* [ТЕКСТ]
· · · ·

Название | Madame Лузина |
---|---|
Автор произведения | Иван Аксаков |
Жанр | Критика |
Серия | |
Издательство | Критика |
Год выпуска | 1882 |
isbn |
Но в сознании автора «Недоросля» и «Бригадира» обе комедии, очевидно, не разделялись, а восполняли одна другую: мерзость самодовольного невежества противопоставлялась мерзости самодовольной лжеобразованности; здесь – грубый разврат помещичьего, барского, нетронутого цивилизациею быта, сидевшего, так сказать, на родном корню, – там: едва ли еще не более безобразный разврат, да и не одних нравов, но самой мысли; там, то есть в верхнем, более или менее правящем слое общества, все сильней и сильней отрывавшемся, не только по внешнему строю жизни, но даже в сознании и в чувстве, от родной почвы, от своей духовной национальной основы, от самой сущности народной. Нужды нет, что «Бригадир» был написан ранее «Недоросля»; обе комедии представляют в целом общую картину того исторического образовательного у нас процесса, в силу которого Простакова перерождалась в Советницу, Скотинин и сам Митрофанушка в бригадирского сынка, – одного из тех, которыми кишели вельможеские гостиные того времени.

· · · ·

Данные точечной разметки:
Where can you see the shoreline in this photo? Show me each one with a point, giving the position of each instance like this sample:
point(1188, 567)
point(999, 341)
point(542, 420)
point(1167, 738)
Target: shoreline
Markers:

· · · ·

* [ЗАДАНИЕ 1] Какая из двух комедий, согласно тексту о «Недоросле» и «Бригадире», была написана раньше?
* [ЗАДАНИЕ 2] Продолжите текст о комедиях «Недоросль» и «Бригадир» после его последнего предложения.

* [ОТВЕТ НА ЗАДАНИЕ 1] Раньше был написан «Бригадир».

* [ОТВЕТ НА ЗАДАНИЕ 2]
Типы «Недоросля» могут считаться теперь устаревшими. Скотининское невежество не представляется уже общественной язвой нашего времени: русское общество стараниями правительства, – целым рядом прельстительных и принудительных мер, – прогнано было, можно сказать, сквозь «просвещение» как сквозь строй, и такой характер сохраняет еще доднесь система нашего общественного образования. Но типы «Бригадира» живы еще и до сих пор. Они не устарели в своей существенной основе; они или видоизменились, приняли более утонченную, даже духовную форму, или же просто перестали колоть нам глаза вследствие приобретенного ими права гражданства: мы так привыкли к ним, что они нас уже и не оскорбляют. Нет, они не устарели! В двадцатых годах текущего столетия, то есть через полвека после появления в свет комедий Фонвизина, Грибоедов хлестнул бичом своей гениальной сатиры опять то же самое, только несколько облагообразившееся направление, которое в такой грубо комической форме изображено в «Бригадире». Хоть у китайцев бы нам несколько занять
Премудрого у них незнанья иноземцев!
Воскреснем ли когда от чужевластья мод?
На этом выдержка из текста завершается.